EXCERPT
RFR: 8248655: Support supplementary characters in String case insensitive operations

Wed Jul 22 21:32:51 UTC 2020

On 7/22/20 1:43 PM, naoto.sato at oracle.com wrote:
> Thanks Roger,
>
> Ah, I just saw your email just after I sent mine!

They probably saw each other crossing and said hi on the way to inboxes ;-)
>
> On 7/22/20 1:38 PM, Roger Riggs wrote:
>> Hi Naoto,
>>
>> Looks fine. (with Joe's suggestion)
>>
>> On 7/22/20 4:20 PM, Joe Wang wrote:
>>> Hi Naoto,
>>>
>>> The change looks good to me. "supLower" is indeed super slow :-)
>>>
>>> The only minor comment I have is that the compareCodePointCI method 
>>> performs toUpperCase unconditionally. That's not a problem for the 
>>> regular case, where a check on cp1 == cp2 (line 337) is done prior 
>>> to the method call. But for the sup case (starting at line 341), the 
>>> method is called unconditionally while in webrev.04 there was a 
>>> check "cp1 != cp2".  One option to fix it is to include the "cp1 != 
>>> cp2" check in the method compareCodePointCI, then cp1 == cp2 at line 
>>> 337 can be omitted.
>> I would have added to line 353 the same cp1 == cp2 check as 337 to 
>> avoid the method call
>> unless it was needed.
>
> As in the previous email, cp1 != cp2 at that point, since either high 
> or low surrogates differ.

Make sense. The webrev looks good to me.

-Joe

>
> Naoto
>
>>
>> Roger
>>
>>>
>>> Regards,
>>> Joe
>>>
>>> On 7/22/20 10:23 AM, naoto.sato at oracle.com wrote:
>>>> Hi,
>>>>
>>>> I revised the fix again, based on further suggestions:
>>>>
>>>> https://cr.openjdk.java.net/~naoto/8248655.8248434/webrev.05/
>>>>
>>>> Changes from v.04 are (all in StringUTF16.java):
>>>>
>>>> - The short cut now does case insensitive comparison that makes the 
>>>> fix closer to the previous implementation (for BMP characters).
>>>> - Changed the bit operation to negating for detecting needed index 
>>>> increment.
>>>> - Method name is changed to better reflect what it is doing, with 
>>>> more descriptive comments.

PROBLEMS TO SOLVE
1/ In the code review thread, why does Naoto say that no cp1 == cp2 check is needed before the method call at line 353?
2/ Count the lines of the records that contain the word "dark".

TASK INPUTS
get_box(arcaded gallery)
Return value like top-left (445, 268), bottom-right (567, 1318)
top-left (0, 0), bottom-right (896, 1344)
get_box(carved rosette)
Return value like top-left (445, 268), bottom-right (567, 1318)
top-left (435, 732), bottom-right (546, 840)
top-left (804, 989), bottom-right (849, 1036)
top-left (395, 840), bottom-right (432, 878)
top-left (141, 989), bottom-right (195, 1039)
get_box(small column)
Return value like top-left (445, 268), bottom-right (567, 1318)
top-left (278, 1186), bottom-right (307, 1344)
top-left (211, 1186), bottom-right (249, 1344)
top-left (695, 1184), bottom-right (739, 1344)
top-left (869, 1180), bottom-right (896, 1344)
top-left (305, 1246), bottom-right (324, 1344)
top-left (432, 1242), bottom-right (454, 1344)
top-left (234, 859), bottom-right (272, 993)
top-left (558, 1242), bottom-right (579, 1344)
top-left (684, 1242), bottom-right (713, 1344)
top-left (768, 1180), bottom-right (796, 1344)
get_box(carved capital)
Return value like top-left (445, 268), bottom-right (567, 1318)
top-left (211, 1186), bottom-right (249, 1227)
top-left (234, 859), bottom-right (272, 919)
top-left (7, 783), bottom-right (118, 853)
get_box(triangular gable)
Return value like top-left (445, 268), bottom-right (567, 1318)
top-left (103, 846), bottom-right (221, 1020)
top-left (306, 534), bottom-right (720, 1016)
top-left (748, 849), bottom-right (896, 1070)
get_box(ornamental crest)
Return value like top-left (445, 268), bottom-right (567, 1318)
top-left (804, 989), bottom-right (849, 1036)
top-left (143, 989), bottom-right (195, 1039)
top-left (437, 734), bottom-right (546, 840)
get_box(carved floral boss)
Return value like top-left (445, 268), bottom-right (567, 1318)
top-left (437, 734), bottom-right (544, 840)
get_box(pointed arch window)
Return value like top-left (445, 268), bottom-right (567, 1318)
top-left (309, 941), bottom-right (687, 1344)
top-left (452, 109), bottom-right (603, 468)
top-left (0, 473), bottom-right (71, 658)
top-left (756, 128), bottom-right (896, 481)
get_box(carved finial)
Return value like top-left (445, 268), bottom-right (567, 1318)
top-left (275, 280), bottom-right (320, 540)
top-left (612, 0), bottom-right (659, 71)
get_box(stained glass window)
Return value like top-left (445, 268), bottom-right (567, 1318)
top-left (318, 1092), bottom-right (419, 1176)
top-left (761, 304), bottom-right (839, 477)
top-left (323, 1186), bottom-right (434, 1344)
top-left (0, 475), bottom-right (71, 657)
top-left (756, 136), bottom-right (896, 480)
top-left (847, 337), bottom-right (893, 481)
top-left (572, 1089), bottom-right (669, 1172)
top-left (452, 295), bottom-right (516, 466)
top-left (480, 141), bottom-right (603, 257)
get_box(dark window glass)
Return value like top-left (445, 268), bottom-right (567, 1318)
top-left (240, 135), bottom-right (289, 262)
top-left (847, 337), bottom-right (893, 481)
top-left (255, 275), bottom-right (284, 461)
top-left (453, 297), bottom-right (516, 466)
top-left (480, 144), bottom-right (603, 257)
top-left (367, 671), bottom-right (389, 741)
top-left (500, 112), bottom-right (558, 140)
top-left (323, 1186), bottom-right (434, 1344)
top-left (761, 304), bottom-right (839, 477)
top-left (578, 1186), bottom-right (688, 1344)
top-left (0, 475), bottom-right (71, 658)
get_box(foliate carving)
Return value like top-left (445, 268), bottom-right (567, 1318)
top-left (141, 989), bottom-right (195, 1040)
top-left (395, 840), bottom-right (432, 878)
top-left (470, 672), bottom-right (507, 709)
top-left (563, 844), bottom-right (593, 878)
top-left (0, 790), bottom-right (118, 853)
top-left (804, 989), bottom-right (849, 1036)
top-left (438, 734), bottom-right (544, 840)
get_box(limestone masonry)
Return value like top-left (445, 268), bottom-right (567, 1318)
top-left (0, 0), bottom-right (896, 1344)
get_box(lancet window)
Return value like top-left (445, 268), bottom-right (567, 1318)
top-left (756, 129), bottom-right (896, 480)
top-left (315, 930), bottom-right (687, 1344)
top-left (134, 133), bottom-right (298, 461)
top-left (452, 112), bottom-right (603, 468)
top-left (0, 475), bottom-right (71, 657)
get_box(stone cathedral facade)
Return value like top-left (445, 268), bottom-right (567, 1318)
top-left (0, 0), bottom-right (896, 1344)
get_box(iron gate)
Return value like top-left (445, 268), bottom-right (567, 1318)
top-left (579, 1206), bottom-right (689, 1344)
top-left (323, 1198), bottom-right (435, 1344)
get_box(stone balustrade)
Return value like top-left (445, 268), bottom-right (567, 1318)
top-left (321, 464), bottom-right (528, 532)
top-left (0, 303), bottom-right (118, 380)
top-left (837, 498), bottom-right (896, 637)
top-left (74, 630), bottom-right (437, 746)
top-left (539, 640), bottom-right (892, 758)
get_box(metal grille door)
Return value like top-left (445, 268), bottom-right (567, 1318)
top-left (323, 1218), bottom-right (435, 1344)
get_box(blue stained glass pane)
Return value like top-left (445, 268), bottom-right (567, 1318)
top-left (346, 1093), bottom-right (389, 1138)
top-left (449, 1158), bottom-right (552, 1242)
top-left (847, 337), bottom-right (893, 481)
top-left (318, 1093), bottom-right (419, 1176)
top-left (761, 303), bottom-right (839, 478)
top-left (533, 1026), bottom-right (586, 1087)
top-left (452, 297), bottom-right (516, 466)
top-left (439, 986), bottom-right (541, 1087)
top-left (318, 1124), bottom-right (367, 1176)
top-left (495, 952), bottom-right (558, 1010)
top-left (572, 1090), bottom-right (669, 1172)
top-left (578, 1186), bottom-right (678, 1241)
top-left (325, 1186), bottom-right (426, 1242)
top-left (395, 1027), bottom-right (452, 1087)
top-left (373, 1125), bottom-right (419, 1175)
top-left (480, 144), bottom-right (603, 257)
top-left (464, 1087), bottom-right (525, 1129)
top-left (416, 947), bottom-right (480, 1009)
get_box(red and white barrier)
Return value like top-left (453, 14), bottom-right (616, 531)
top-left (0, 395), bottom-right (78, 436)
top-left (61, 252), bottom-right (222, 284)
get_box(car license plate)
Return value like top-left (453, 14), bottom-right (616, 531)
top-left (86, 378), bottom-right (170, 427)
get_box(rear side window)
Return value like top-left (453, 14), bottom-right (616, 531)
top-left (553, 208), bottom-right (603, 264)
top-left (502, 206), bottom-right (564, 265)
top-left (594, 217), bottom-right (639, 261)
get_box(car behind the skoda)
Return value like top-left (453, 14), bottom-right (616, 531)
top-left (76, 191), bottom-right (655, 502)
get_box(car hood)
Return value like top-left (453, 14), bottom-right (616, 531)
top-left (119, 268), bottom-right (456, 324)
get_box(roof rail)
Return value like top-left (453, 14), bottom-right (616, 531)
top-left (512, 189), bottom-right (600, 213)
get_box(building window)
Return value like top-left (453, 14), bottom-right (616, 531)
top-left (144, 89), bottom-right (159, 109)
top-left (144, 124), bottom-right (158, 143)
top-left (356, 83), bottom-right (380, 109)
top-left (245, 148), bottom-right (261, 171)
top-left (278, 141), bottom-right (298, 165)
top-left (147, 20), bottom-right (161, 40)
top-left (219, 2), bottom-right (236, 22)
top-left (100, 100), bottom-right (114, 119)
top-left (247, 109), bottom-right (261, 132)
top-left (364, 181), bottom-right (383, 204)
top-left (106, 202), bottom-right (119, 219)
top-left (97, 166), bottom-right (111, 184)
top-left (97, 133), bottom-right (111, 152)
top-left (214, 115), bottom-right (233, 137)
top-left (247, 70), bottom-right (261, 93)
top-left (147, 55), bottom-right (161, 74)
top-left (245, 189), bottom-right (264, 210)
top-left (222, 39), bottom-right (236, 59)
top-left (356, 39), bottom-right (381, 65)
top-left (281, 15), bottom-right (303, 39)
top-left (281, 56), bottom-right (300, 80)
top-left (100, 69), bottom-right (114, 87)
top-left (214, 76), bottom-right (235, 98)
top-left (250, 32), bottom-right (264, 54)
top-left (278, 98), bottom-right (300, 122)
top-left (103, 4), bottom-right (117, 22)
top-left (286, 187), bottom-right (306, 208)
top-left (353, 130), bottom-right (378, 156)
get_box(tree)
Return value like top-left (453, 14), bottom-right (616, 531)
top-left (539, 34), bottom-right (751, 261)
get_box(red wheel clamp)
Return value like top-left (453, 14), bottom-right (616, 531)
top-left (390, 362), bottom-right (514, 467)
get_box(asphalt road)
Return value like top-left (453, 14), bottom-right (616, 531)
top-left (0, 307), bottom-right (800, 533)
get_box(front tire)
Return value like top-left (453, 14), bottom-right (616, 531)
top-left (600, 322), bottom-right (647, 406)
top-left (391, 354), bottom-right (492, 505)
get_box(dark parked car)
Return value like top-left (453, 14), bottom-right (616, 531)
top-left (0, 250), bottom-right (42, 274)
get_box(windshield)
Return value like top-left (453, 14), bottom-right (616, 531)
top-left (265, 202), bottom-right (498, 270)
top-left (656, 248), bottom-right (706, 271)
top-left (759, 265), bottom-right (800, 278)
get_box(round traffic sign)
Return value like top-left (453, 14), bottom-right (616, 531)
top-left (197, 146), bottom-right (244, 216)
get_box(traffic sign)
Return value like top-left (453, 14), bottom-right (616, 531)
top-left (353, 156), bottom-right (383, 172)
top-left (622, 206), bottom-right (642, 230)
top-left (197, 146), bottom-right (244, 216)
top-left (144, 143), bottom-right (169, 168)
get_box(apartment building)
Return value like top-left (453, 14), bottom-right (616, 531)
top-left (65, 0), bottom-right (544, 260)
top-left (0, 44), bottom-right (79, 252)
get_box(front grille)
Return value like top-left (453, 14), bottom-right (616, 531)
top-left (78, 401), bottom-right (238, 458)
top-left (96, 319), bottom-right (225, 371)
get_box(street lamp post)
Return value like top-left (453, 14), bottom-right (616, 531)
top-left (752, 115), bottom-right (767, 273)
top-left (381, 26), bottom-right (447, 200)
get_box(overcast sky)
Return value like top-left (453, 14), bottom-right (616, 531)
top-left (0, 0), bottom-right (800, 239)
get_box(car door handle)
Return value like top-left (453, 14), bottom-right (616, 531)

ANSWER SET
1/ At that point cp1 and cp2 already differ, because either the high or the low surrogates are different.

2/ 2